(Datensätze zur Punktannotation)
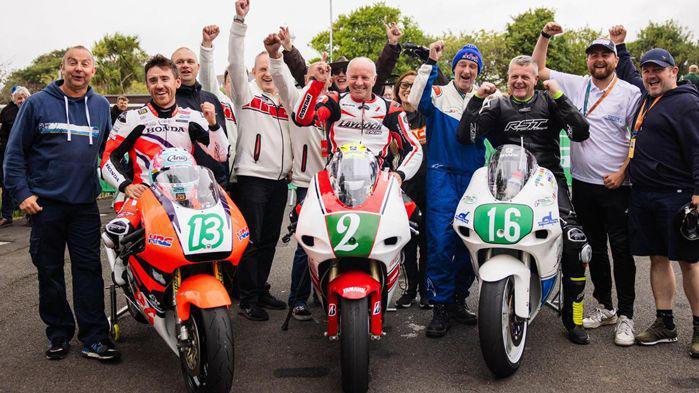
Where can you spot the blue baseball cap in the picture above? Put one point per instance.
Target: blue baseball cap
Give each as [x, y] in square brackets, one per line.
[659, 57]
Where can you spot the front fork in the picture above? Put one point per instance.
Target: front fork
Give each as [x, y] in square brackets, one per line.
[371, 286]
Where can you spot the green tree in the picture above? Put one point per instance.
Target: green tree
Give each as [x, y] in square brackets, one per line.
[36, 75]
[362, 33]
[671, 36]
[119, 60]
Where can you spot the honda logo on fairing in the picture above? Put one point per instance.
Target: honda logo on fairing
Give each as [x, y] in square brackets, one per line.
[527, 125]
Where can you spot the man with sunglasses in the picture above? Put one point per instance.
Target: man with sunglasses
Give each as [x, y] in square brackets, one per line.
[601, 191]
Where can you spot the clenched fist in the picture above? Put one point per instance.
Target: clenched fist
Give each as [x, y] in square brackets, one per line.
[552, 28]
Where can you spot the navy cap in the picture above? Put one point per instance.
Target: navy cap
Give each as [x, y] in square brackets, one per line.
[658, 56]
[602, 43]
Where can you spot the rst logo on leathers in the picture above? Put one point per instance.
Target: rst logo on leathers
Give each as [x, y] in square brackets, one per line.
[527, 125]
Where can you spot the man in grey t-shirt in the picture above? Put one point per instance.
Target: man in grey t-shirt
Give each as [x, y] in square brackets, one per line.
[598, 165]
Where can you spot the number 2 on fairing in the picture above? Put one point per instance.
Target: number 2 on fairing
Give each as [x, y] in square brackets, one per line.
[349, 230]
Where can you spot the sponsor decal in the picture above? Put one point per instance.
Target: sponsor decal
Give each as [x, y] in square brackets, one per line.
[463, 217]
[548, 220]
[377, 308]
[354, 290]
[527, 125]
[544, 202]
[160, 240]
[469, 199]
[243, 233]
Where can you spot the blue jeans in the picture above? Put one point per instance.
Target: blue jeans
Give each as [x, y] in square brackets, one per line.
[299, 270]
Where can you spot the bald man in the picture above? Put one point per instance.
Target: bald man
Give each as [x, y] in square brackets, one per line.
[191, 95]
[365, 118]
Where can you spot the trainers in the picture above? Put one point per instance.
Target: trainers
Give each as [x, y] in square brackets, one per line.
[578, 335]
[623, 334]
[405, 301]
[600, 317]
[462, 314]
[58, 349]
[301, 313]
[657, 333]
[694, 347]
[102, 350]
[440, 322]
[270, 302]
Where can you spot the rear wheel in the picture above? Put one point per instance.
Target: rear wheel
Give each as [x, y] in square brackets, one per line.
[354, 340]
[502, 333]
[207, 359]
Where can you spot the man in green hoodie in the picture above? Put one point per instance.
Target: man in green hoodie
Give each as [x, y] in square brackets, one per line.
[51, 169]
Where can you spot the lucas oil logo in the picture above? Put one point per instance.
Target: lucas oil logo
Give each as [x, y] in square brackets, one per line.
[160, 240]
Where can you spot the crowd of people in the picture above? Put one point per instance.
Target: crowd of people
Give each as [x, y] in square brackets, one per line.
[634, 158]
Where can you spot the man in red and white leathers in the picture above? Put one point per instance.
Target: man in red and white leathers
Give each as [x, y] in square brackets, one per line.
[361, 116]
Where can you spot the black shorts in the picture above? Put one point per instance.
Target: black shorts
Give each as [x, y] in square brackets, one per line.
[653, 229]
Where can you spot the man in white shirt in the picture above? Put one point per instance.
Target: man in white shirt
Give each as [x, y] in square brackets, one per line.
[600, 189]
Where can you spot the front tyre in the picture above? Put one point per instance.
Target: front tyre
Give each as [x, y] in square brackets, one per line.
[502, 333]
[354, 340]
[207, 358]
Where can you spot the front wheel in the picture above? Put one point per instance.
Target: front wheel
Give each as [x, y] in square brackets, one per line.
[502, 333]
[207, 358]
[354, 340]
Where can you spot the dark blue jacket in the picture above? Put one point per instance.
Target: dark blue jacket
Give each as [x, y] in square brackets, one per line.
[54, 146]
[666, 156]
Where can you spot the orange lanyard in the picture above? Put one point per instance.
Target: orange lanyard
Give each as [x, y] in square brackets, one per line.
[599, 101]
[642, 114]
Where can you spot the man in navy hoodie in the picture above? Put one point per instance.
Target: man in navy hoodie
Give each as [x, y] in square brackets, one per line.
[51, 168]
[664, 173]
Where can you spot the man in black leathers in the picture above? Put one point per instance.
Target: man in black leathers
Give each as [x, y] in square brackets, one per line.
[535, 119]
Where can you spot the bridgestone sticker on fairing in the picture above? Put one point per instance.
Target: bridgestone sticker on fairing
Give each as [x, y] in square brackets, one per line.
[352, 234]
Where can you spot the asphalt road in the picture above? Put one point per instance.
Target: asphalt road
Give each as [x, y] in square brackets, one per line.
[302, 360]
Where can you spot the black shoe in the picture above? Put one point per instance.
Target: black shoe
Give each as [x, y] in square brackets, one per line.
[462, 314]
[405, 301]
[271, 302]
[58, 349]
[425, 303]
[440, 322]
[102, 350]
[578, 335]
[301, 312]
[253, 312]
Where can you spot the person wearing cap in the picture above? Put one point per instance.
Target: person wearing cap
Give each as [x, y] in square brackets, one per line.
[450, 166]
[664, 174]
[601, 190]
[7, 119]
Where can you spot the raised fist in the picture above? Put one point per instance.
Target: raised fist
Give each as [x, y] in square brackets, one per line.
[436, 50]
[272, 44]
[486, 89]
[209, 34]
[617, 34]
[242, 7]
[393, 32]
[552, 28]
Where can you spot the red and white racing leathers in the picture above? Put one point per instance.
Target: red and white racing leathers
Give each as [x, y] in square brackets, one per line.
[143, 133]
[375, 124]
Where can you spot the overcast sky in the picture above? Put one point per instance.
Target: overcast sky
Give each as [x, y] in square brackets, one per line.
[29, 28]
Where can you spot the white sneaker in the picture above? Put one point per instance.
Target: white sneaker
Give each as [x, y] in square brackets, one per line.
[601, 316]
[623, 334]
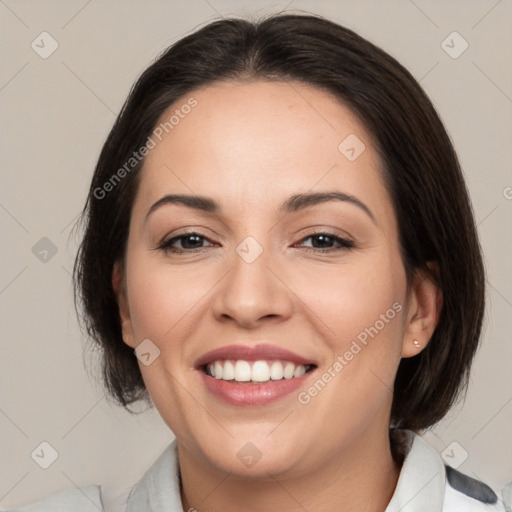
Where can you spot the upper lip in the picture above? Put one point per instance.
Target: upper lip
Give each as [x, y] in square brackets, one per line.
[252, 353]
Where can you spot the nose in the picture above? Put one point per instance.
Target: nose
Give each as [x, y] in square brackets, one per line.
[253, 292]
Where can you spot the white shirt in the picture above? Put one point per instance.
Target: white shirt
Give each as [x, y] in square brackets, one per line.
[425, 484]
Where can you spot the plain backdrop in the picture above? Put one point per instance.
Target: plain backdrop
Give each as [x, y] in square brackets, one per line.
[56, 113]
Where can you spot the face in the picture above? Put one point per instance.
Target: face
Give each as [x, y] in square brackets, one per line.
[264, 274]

* * *

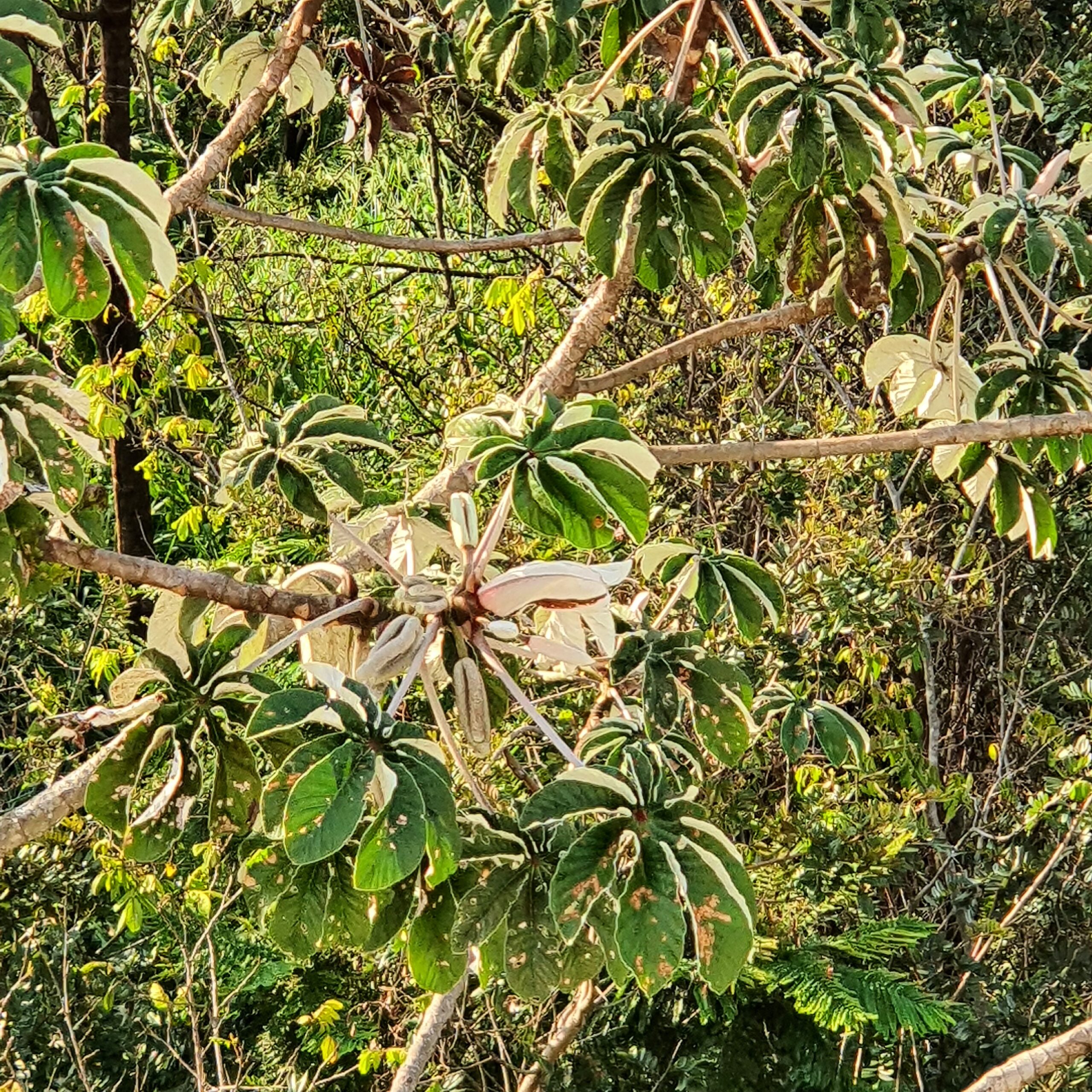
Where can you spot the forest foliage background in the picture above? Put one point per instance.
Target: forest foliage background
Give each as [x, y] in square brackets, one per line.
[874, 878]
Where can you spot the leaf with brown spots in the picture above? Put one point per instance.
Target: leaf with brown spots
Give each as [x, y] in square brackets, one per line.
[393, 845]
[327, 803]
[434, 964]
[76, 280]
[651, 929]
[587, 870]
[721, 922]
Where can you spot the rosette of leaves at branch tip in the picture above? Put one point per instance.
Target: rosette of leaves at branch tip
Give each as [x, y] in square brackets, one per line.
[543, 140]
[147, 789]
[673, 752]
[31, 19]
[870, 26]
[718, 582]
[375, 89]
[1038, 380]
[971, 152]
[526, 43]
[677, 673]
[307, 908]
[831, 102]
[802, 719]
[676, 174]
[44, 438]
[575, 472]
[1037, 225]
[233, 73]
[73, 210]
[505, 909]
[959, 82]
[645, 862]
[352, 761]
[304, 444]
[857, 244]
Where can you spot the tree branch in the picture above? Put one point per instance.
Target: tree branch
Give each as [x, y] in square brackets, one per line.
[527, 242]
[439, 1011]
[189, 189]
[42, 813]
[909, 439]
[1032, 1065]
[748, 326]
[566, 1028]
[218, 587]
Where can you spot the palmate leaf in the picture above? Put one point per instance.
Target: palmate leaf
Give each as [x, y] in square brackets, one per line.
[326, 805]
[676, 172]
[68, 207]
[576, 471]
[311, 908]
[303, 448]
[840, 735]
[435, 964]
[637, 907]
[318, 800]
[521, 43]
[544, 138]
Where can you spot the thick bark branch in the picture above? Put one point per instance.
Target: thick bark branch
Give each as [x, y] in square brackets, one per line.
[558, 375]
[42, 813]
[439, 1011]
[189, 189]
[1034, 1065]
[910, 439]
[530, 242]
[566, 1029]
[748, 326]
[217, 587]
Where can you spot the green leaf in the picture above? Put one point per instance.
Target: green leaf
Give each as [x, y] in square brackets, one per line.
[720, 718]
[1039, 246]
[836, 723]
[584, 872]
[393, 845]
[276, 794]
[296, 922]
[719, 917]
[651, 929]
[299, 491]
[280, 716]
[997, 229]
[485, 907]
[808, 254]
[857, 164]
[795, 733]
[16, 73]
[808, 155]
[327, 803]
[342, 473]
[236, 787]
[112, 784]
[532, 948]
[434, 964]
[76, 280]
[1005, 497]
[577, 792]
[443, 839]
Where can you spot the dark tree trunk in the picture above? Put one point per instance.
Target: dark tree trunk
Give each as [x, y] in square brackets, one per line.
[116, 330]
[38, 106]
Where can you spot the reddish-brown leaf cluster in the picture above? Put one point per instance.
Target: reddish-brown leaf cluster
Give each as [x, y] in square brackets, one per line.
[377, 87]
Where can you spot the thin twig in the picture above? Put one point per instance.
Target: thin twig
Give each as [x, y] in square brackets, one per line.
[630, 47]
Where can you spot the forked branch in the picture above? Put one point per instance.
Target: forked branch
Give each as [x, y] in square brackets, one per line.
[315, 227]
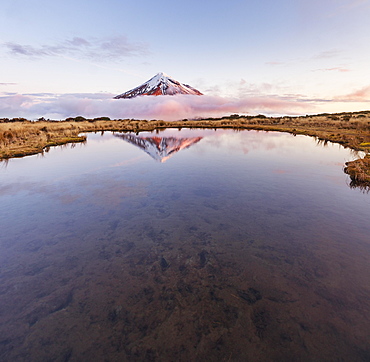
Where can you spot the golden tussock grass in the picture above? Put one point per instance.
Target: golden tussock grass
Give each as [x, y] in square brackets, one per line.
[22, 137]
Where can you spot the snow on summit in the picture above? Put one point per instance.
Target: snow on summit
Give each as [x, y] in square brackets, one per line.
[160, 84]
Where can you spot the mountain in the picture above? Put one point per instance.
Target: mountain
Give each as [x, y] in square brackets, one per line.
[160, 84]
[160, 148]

...

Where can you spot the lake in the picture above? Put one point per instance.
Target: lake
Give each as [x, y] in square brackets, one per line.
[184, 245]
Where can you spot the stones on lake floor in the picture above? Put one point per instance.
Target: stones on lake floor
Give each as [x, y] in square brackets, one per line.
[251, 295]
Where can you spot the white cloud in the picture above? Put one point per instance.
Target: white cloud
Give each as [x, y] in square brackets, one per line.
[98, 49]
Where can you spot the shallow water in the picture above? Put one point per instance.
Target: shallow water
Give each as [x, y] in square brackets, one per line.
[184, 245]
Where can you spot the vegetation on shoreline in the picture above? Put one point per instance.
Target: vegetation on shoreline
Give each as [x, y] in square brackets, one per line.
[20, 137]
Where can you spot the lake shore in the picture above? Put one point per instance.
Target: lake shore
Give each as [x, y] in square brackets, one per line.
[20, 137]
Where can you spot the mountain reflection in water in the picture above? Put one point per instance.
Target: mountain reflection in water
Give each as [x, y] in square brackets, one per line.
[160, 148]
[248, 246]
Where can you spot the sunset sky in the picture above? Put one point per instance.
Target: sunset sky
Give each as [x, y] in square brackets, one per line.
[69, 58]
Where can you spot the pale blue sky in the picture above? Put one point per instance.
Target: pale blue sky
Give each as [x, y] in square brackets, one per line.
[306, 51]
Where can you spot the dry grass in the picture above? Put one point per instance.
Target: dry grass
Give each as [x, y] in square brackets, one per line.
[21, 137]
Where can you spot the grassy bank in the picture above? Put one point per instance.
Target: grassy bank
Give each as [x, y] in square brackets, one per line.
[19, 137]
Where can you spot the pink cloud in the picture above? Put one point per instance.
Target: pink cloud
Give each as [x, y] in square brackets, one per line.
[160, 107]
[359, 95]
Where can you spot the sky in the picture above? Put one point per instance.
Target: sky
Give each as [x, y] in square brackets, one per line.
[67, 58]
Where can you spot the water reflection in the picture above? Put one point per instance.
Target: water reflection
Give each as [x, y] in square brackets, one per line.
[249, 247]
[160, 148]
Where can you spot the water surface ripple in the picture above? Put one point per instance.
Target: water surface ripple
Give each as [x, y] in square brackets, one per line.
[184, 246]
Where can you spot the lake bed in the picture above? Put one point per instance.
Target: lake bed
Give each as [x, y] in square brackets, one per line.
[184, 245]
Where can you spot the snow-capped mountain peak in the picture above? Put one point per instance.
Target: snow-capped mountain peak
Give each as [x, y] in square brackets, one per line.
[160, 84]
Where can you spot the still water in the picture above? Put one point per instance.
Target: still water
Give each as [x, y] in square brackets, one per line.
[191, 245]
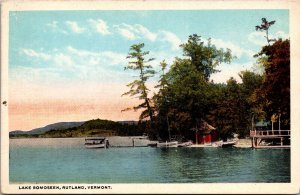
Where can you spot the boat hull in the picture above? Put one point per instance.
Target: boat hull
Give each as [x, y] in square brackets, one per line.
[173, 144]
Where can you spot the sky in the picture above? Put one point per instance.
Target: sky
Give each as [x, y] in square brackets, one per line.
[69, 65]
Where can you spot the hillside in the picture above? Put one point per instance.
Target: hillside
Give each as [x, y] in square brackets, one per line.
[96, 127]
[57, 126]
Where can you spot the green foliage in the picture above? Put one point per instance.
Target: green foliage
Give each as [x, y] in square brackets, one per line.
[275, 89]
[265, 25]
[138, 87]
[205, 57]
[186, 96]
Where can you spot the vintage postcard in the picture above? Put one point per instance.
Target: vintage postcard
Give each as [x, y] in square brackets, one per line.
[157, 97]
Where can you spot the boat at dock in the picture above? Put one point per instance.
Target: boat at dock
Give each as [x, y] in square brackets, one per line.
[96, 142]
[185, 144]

**DEINE AUFGABE**.
Zähle die Zeilen im Material oben, in denen das Wort „number“ vorkommt: Wie viele sind es? Gib nur die Zahl an.

**ERGEBNIS SIEHE UNTEN**.
2